### Entries taken from a collection

- - -

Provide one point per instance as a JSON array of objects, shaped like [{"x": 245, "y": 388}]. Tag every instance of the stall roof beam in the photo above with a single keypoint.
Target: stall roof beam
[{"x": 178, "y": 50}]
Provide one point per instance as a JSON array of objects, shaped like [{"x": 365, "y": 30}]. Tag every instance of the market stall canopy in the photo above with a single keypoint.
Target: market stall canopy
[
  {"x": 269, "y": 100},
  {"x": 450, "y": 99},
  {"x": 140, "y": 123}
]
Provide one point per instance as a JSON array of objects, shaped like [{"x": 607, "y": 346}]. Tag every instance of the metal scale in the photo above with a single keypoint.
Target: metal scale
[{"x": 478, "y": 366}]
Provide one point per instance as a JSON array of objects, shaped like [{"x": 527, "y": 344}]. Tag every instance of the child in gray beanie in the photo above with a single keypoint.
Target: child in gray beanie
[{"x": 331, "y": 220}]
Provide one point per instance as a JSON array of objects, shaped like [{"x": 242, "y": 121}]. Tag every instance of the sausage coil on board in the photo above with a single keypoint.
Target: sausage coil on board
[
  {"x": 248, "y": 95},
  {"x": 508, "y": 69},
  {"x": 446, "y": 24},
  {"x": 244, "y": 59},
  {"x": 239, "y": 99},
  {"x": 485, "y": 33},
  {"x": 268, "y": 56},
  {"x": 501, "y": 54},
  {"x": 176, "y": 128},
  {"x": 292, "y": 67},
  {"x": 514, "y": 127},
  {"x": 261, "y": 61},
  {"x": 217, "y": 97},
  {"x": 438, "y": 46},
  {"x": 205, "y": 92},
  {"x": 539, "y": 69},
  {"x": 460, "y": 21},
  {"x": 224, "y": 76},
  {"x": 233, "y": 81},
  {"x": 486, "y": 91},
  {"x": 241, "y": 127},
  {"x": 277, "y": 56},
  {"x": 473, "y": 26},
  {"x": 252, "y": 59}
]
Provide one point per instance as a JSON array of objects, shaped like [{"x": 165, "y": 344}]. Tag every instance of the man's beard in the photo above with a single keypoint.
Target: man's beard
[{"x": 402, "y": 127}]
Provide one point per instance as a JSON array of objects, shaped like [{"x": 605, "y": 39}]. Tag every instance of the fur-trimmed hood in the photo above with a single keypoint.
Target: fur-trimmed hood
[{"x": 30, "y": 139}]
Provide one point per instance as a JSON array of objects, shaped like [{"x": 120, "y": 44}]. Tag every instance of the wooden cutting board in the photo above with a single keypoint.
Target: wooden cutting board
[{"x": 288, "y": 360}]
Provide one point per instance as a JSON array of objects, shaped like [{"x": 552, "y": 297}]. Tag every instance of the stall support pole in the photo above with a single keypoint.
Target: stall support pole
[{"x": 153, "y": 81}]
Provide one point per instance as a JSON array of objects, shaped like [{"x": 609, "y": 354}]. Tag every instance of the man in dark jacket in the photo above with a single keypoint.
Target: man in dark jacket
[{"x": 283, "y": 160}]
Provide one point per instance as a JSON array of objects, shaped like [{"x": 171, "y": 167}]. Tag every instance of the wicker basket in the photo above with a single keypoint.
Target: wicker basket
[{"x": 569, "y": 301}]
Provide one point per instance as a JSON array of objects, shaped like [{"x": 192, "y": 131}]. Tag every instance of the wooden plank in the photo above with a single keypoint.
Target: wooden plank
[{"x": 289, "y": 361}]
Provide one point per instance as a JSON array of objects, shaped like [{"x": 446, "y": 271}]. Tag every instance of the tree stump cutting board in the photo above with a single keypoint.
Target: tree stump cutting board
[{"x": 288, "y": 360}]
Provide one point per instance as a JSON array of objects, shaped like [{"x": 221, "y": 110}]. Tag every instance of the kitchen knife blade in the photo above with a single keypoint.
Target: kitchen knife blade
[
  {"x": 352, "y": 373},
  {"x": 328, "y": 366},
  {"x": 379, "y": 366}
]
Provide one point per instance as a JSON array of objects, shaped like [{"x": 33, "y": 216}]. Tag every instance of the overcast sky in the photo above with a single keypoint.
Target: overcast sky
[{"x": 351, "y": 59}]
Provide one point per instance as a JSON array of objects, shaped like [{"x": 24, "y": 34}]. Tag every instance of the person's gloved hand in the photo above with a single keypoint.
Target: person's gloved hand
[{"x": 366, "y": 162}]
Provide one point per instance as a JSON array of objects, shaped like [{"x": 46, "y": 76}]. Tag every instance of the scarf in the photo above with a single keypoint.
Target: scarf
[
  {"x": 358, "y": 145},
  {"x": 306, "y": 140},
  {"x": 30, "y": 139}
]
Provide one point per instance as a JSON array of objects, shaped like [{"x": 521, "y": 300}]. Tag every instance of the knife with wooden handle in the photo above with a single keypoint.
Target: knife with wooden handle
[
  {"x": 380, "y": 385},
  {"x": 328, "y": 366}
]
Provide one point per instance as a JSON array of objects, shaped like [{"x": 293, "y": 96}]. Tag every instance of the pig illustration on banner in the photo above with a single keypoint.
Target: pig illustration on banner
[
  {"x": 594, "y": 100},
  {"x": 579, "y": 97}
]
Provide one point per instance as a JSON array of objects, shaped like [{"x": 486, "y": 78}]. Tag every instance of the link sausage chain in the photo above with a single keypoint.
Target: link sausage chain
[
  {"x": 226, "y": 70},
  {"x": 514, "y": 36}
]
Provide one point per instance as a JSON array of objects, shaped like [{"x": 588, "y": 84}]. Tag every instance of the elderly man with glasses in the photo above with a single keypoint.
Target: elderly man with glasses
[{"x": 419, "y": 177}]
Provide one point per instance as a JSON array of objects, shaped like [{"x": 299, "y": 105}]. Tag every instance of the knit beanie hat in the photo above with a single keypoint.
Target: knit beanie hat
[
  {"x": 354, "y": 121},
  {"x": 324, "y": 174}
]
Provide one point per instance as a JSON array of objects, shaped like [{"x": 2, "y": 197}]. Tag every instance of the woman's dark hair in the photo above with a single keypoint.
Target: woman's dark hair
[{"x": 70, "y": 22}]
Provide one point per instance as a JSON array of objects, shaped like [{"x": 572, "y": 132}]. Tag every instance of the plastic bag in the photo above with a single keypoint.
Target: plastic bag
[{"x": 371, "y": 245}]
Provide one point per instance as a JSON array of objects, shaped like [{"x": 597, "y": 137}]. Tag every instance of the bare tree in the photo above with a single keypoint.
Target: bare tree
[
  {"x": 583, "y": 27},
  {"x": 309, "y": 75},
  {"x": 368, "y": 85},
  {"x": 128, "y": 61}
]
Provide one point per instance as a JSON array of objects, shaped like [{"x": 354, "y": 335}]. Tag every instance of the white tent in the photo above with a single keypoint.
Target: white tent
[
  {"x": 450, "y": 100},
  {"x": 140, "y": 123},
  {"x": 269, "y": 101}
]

- - -

### Assigned task
Which lines run from the one containing "of the white" to the end of the entries above? Print them exactly, both ends included, and nothing else.

### Response below
Provide one point per instance as a JSON array of objects, shaped like [{"x": 354, "y": 335}]. Tag every instance of the white tent in the photo above with a single keypoint.
Target: white tent
[
  {"x": 450, "y": 100},
  {"x": 140, "y": 123},
  {"x": 269, "y": 101}
]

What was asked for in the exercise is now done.